— BEGIN EXCERPTED TEXT —

How does this method vary from that advocated by the more traditional historical novelists? The closer conjunction between history and fiction caused alarm among some novelists. Hervey Allen, for example, noted “that lately all creative literature, but especially the historical novel, has been subjected to evaluation on the basis of something that it cannot convey; that is literal, objective, unadulterated material and fact.” Allen felt that “the historical novelist's real difficulty is, in fact, how to avoid the direct use of raw materials.” Whereas Fisher was writing novels which had been researched with the skill and accuracy of a Ph.D. dissertation, Allen protested that:

the direct, objective reporting of facts, or the importing of source material into a historical novel, essentially as it is listed in history, is ruinous to fiction. No real people, no raw facts, can be literally introduced without having them appear with all the awkwardness of intruders from another sphere. That that sphere is reality makes them seem all the more unreal in the world of imagination.

— END EXCERPTED TEXT —

WORK TO DO:
1. In the passage on historical novels, what did Hervey Allen call the historical novelist's real difficulty?
2. Retype the passage on historical novels word for word, beginning at the words "the direct, objective" and stopping after "world of imagination.".

— BEGIN ROWS —

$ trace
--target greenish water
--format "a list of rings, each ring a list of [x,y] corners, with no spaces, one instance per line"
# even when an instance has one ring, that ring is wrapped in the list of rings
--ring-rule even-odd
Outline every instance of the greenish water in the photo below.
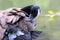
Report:
[[[60,0],[0,0],[0,10],[11,7],[24,7],[27,5],[39,5],[41,15],[47,14],[48,10],[54,13],[60,11]],[[49,17],[39,16],[36,18],[38,26],[36,30],[43,31],[37,40],[60,40],[60,16],[55,16],[53,21]]]

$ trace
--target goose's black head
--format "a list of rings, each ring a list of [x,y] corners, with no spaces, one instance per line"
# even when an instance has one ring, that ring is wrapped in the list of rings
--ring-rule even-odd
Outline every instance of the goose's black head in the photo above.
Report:
[[[28,17],[32,20],[40,14],[40,7],[35,5],[26,6],[21,9],[28,14]]]

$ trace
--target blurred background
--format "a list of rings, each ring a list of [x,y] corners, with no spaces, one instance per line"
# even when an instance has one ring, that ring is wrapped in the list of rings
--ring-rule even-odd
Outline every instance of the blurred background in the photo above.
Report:
[[[36,40],[60,40],[60,0],[0,0],[0,10],[32,4],[41,8],[40,16],[36,17],[38,25],[35,30],[43,33]]]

— END ROWS —

SOLUTIONS TO EACH TASK:
1. How to avoid the direct use of raw materials.

2.
the direct, objective reporting of facts, or the importing of source material into a historical novel, essentially as it is listed in history, is ruinous to fiction. No real people, no raw facts, can be literally introduced without having them appear with all the awkwardness of intruders from another sphere. That that sphere is reality makes them seem all the more unreal in the world of imagination.